Task: Please copy every record below exactly and leave out the pictures.
Information provided: Begin
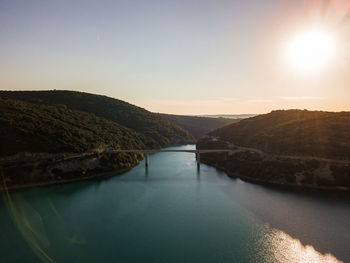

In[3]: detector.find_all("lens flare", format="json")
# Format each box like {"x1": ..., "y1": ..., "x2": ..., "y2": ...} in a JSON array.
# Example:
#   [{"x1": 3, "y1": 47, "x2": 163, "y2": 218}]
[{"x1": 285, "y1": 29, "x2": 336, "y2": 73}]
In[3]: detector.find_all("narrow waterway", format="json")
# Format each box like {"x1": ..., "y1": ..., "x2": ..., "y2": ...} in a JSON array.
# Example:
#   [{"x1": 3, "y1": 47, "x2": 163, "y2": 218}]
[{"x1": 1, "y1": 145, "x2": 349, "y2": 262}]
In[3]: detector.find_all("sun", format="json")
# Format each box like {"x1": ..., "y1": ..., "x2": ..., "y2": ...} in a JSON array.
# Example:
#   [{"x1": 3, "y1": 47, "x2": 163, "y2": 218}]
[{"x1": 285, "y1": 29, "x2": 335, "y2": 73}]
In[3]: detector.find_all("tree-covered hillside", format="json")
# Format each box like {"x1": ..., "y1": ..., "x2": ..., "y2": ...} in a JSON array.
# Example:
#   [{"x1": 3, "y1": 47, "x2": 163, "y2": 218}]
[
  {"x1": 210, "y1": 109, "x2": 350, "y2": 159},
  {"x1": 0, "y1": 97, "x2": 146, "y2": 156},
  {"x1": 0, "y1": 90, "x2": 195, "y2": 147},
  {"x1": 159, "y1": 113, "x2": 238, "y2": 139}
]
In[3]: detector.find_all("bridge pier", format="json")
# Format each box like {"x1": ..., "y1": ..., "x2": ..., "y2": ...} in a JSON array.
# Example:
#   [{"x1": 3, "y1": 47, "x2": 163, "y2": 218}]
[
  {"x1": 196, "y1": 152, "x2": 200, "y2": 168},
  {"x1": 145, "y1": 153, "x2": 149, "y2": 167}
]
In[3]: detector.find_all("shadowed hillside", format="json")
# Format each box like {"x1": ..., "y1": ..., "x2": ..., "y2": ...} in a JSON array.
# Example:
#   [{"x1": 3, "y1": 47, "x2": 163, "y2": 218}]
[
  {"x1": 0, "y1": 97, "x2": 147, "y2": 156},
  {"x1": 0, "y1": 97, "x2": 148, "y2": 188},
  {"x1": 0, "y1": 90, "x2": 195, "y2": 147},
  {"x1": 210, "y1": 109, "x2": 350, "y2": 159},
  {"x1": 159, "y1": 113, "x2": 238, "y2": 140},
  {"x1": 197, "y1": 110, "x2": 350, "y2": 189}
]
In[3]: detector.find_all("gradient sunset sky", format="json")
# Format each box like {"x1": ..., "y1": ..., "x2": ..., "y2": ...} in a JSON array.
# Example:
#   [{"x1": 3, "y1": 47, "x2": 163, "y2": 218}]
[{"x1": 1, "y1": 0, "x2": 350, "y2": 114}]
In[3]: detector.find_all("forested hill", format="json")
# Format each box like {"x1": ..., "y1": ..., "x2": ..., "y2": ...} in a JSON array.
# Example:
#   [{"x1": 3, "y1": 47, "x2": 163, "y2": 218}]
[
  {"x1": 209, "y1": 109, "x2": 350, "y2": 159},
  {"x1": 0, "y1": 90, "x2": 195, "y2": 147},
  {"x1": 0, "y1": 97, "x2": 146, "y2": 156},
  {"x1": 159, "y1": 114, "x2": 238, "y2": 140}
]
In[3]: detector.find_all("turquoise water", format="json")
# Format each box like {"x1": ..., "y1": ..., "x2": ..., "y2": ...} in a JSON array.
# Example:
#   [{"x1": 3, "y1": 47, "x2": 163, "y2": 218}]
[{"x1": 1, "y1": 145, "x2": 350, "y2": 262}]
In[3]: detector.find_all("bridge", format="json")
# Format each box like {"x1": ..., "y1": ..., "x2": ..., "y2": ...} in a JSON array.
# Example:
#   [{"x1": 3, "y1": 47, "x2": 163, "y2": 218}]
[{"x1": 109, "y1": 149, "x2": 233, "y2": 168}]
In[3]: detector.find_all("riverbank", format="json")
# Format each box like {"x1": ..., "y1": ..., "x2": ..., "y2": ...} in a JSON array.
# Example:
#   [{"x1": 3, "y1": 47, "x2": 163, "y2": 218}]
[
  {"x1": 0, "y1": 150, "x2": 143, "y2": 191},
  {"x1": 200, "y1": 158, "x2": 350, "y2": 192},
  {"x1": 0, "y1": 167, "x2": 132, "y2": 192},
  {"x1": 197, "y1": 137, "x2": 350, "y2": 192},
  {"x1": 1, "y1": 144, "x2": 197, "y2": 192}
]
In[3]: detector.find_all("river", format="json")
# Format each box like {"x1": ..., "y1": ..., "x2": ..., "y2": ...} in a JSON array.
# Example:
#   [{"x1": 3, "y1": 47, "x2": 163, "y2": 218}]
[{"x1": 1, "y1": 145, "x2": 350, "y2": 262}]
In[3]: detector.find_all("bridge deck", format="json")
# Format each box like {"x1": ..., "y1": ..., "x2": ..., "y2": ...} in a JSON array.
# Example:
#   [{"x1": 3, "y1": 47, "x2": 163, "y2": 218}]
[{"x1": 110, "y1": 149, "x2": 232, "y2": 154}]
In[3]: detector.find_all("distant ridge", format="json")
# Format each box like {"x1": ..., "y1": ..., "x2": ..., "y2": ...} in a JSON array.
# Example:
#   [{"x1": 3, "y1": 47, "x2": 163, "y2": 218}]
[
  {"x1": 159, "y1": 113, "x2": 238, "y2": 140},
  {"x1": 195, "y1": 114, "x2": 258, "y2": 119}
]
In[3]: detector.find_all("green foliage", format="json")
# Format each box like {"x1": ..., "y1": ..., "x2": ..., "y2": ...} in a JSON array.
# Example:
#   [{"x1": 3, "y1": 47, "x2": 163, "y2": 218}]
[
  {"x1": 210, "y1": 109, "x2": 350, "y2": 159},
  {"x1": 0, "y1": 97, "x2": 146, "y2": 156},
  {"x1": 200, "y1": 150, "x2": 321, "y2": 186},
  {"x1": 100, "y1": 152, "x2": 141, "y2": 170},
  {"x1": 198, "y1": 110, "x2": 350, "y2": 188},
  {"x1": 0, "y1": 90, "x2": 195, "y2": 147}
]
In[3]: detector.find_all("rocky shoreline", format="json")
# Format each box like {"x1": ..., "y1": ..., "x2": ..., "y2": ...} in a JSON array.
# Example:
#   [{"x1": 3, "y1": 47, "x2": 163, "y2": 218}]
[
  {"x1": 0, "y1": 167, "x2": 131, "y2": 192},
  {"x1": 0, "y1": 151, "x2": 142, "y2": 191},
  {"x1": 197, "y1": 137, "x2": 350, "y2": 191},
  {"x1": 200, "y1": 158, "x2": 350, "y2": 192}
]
Information provided: End
Expected answer:
In[3]: detector.find_all("lens flare", format="json")
# Format each box like {"x1": ..., "y1": ..., "x2": ..., "y2": ...} in a JSON array.
# Example:
#   [{"x1": 3, "y1": 47, "x2": 163, "y2": 218}]
[{"x1": 285, "y1": 29, "x2": 336, "y2": 73}]
In[3]: detector.find_all("narrow waterway", format="json")
# Format each box like {"x1": ..., "y1": ..., "x2": ..., "y2": ...} in a JSON array.
# Example:
#   [{"x1": 3, "y1": 47, "x2": 163, "y2": 218}]
[{"x1": 1, "y1": 145, "x2": 349, "y2": 262}]
In[3]: detector.find_all("sun", format="json")
# Format each box like {"x1": ..., "y1": ..., "x2": ..., "y2": ...} in a JSON array.
# Example:
#   [{"x1": 3, "y1": 47, "x2": 163, "y2": 218}]
[{"x1": 285, "y1": 29, "x2": 335, "y2": 73}]
In[3]: detector.find_all("tree-covered hillside", format="json")
# Format each box like {"x1": ..., "y1": ..., "x2": ..., "y2": ...} in a JSON array.
# Example:
#   [{"x1": 3, "y1": 47, "x2": 163, "y2": 218}]
[
  {"x1": 210, "y1": 109, "x2": 350, "y2": 159},
  {"x1": 0, "y1": 97, "x2": 146, "y2": 156},
  {"x1": 0, "y1": 90, "x2": 195, "y2": 147},
  {"x1": 159, "y1": 113, "x2": 238, "y2": 139}
]
In[3]: detector.find_all("bridge pier", format="json")
# Format each box like {"x1": ..., "y1": ..., "x2": ..., "y2": ...} in a JSON array.
# Example:
#   [{"x1": 3, "y1": 47, "x2": 163, "y2": 218}]
[
  {"x1": 196, "y1": 152, "x2": 200, "y2": 168},
  {"x1": 145, "y1": 153, "x2": 149, "y2": 167}
]
In[3]: detector.find_all("shadowed hillside", format="json")
# Format each box like {"x1": ..., "y1": ..., "x2": ..., "y2": ...} in a JSON array.
# Example:
#   [{"x1": 3, "y1": 47, "x2": 163, "y2": 218}]
[
  {"x1": 0, "y1": 97, "x2": 147, "y2": 156},
  {"x1": 0, "y1": 97, "x2": 148, "y2": 188},
  {"x1": 0, "y1": 90, "x2": 195, "y2": 147},
  {"x1": 210, "y1": 109, "x2": 350, "y2": 159},
  {"x1": 159, "y1": 113, "x2": 238, "y2": 140},
  {"x1": 197, "y1": 110, "x2": 350, "y2": 189}
]
In[3]: detector.find_all("gradient sunset sky", format="json")
# Format each box like {"x1": ..., "y1": ..., "x2": ..., "y2": ...} in a JSON array.
# Example:
#   [{"x1": 3, "y1": 47, "x2": 163, "y2": 218}]
[{"x1": 1, "y1": 0, "x2": 350, "y2": 114}]
In[3]: detector.find_all("forested hill", format="json")
# Format each box like {"x1": ..., "y1": ..., "x2": ..., "y2": ...} in a JSON array.
# Example:
#   [{"x1": 3, "y1": 47, "x2": 163, "y2": 218}]
[
  {"x1": 209, "y1": 109, "x2": 350, "y2": 159},
  {"x1": 0, "y1": 90, "x2": 195, "y2": 147},
  {"x1": 0, "y1": 97, "x2": 146, "y2": 156},
  {"x1": 159, "y1": 114, "x2": 238, "y2": 140}
]
In[3]: detector.find_all("turquoise water", format="json")
# Format each box like {"x1": ..., "y1": ..., "x2": ..., "y2": ...} in a JSON array.
# Example:
#   [{"x1": 3, "y1": 47, "x2": 163, "y2": 218}]
[{"x1": 1, "y1": 145, "x2": 350, "y2": 262}]
In[3]: detector.find_all("bridge", format="json")
# Format each box like {"x1": ..., "y1": ..., "x2": ..., "y2": ...} in a JSON array.
# Example:
#   [{"x1": 3, "y1": 47, "x2": 163, "y2": 218}]
[{"x1": 109, "y1": 149, "x2": 233, "y2": 168}]
In[3]: detector.find_all("riverbank", format="json")
# Format each box like {"x1": ..., "y1": ..., "x2": ..., "y2": ...} in a JSON array.
# Example:
#   [{"x1": 3, "y1": 47, "x2": 163, "y2": 218}]
[
  {"x1": 0, "y1": 150, "x2": 143, "y2": 191},
  {"x1": 200, "y1": 158, "x2": 350, "y2": 192},
  {"x1": 0, "y1": 167, "x2": 132, "y2": 192},
  {"x1": 197, "y1": 137, "x2": 350, "y2": 192},
  {"x1": 1, "y1": 144, "x2": 197, "y2": 192}
]
In[3]: detector.find_all("river", format="json")
# Format each box like {"x1": ..., "y1": ..., "x2": ..., "y2": ...} in a JSON array.
# Example:
#   [{"x1": 3, "y1": 47, "x2": 163, "y2": 218}]
[{"x1": 1, "y1": 145, "x2": 350, "y2": 262}]
In[3]: detector.find_all("bridge deck", format="json")
# Format each box like {"x1": ..., "y1": ..., "x2": ..., "y2": ...} in a JSON array.
# Example:
#   [{"x1": 3, "y1": 47, "x2": 163, "y2": 218}]
[{"x1": 110, "y1": 149, "x2": 232, "y2": 154}]
In[3]: detector.find_all("distant ridge", format="json")
# Format each box like {"x1": ..., "y1": ..., "x2": ..., "y2": ...} in a JSON array.
# Example:
#   [{"x1": 3, "y1": 47, "x2": 163, "y2": 218}]
[
  {"x1": 159, "y1": 113, "x2": 238, "y2": 140},
  {"x1": 195, "y1": 114, "x2": 258, "y2": 119}
]
In[3]: detector.find_all("green foliage", format="json")
# Format each box like {"x1": ..., "y1": ..., "x2": ..., "y2": ...} in a JSON array.
# Example:
#   [{"x1": 3, "y1": 47, "x2": 163, "y2": 218}]
[
  {"x1": 210, "y1": 109, "x2": 350, "y2": 159},
  {"x1": 0, "y1": 97, "x2": 146, "y2": 156},
  {"x1": 200, "y1": 150, "x2": 321, "y2": 186},
  {"x1": 100, "y1": 152, "x2": 141, "y2": 170},
  {"x1": 198, "y1": 110, "x2": 350, "y2": 188},
  {"x1": 0, "y1": 90, "x2": 195, "y2": 147}
]
In[3]: detector.find_all("rocky shoreline", format="json")
# Format each box like {"x1": ..., "y1": ..., "x2": ..., "y2": ...} in a JSON array.
# Example:
#   [{"x1": 3, "y1": 47, "x2": 163, "y2": 218}]
[
  {"x1": 0, "y1": 167, "x2": 131, "y2": 192},
  {"x1": 0, "y1": 151, "x2": 142, "y2": 191},
  {"x1": 197, "y1": 137, "x2": 350, "y2": 191},
  {"x1": 200, "y1": 158, "x2": 350, "y2": 192}
]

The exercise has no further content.